# Scientists have estimated how many ants there are on Earth. Clue: It’s a lot



## Robert59 (Sep 20, 2022)

Ants are tiny in size but not in number. There are about 20 quadrillion ants on the Earth at any given time, a new study has estimated. That’s 20,000 trillion individuals.

The estimate is two to 20 times higher than previous ones, according to the study, published in the journal Proceedings of the National Academy of Sciences on Monday.

https://www.cnn.com/2022/09/20/world/ants-twenty-quadrillion-earth-intl-scli-scn/index.html


----------



## C50 (Sep 21, 2022)

I have been saying for years that eventually insects will take over the earth, just wait and see!


----------



## Alligatorob (Sep 21, 2022)

Always liked ants, so long as they steel clear of my indoors...

****************************************

● Direction 1:
Please repeat the rows word for word, starting with the line that contains "of the wheelhouse" and going on through the last line of the rows.
● Direction 2:
Carry on the forum thread about how many ants there are on Earth from the point where it stops.

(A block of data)
****************************************

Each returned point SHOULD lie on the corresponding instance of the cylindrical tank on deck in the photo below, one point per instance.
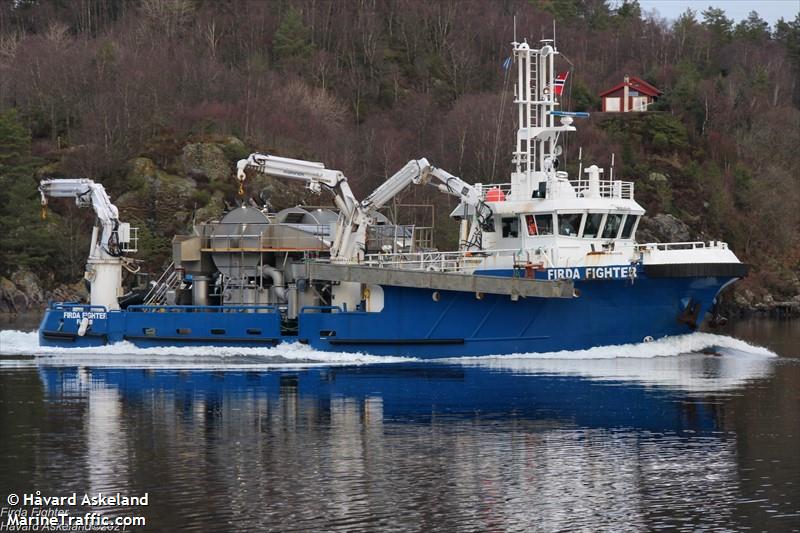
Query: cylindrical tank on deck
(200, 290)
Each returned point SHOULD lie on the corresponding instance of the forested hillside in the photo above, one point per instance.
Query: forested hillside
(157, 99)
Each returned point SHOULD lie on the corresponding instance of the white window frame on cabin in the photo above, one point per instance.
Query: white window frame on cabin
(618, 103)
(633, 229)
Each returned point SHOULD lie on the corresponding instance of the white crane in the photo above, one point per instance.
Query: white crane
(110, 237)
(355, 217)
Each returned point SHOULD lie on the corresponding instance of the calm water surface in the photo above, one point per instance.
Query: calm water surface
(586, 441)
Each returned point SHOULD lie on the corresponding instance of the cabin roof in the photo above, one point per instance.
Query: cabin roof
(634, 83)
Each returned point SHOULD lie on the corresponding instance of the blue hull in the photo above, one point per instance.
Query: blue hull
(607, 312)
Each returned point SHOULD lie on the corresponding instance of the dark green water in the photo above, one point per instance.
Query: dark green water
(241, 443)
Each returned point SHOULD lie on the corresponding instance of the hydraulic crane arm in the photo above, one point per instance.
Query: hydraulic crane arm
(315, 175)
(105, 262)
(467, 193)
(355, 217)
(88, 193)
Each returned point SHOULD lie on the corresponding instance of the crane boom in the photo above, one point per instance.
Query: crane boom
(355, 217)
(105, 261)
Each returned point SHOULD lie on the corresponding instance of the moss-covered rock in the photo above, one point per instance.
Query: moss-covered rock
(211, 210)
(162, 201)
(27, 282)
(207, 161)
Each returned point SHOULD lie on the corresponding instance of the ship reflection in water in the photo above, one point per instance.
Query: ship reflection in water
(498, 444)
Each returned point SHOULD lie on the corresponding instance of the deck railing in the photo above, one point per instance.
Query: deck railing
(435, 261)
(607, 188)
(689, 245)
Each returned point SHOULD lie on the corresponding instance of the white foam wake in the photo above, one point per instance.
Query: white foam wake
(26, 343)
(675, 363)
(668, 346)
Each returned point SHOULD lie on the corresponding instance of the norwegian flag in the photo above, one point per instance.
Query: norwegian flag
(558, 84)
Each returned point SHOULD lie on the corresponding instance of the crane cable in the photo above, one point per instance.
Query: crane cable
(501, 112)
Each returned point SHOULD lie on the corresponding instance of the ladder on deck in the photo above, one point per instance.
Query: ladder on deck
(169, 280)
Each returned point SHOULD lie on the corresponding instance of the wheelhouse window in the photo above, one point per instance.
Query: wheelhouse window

****************************************

● Written answer 1:
Each returned point SHOULD lie on the corresponding instance of the wheelhouse window in the photo above, one point per instance.
Query: wheelhouse window

● Written answer 2:
Robert59 said:


> There are about 20 quadrillion ants on the Earth


That's a lot!  My favorite ant story:


----------



## Bella (Sep 21, 2022)

There are enough ants that I don't feel bad about zapping them when they try to invade my abode. And they do try! I use food grade diatomaceous earth sprayed around the perimeter of my home to 86 them. It works very well to keep the ants at bay without harming any animals or birds that might come into contact with it.


----------



## ohioboy (Sep 21, 2022)

The Ant and the Elephant

A feeble ant was in distress.
For it was stuck between two stones.
It tried to wiggle and waggle,
How long, only Heaven knows.

The ant knew his time as up, when along
Crawled a creepy giant spider.
Suddenly an Elephant charged
With good luck as its faithful rider!

His mighty hoof crushed the spider
And then it pushed the stones apart.
It sounded its trunk in victory,
And it won over the ants heart.

The ant then took the elephant
To a hidden grove of berries.
It bowed down then in prayer
And thanked the ant on its knees.

The moral of the story is,
Be you big or be you small,
We all need a kind caring friend ---
Quite simply put my friend, that's all!


----------



## David777 (Sep 21, 2022)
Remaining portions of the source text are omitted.